## Start Records shown

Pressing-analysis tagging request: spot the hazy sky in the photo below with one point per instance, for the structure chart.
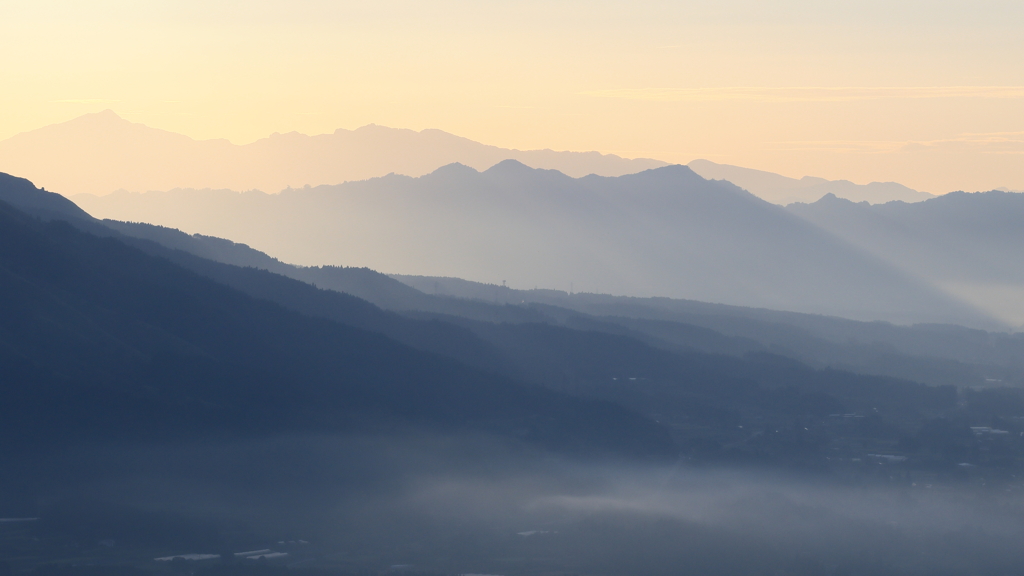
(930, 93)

## End Records shown
## Start Records shown

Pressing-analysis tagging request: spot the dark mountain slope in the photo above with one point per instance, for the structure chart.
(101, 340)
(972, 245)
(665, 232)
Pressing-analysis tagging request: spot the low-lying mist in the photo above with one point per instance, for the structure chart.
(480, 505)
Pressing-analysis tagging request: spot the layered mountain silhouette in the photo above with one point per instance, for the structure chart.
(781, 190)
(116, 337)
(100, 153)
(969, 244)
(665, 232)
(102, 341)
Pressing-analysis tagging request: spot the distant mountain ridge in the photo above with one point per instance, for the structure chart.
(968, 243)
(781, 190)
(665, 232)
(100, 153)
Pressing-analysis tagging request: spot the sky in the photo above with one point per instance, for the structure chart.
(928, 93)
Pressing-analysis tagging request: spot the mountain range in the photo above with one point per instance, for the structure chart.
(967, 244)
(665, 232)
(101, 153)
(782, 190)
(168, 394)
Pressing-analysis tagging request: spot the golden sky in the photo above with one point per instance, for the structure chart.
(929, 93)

## End Records shown

— Directions for this task —
How many of the rows above contain the word "chart"? Reply with only the number.

— The answer —
8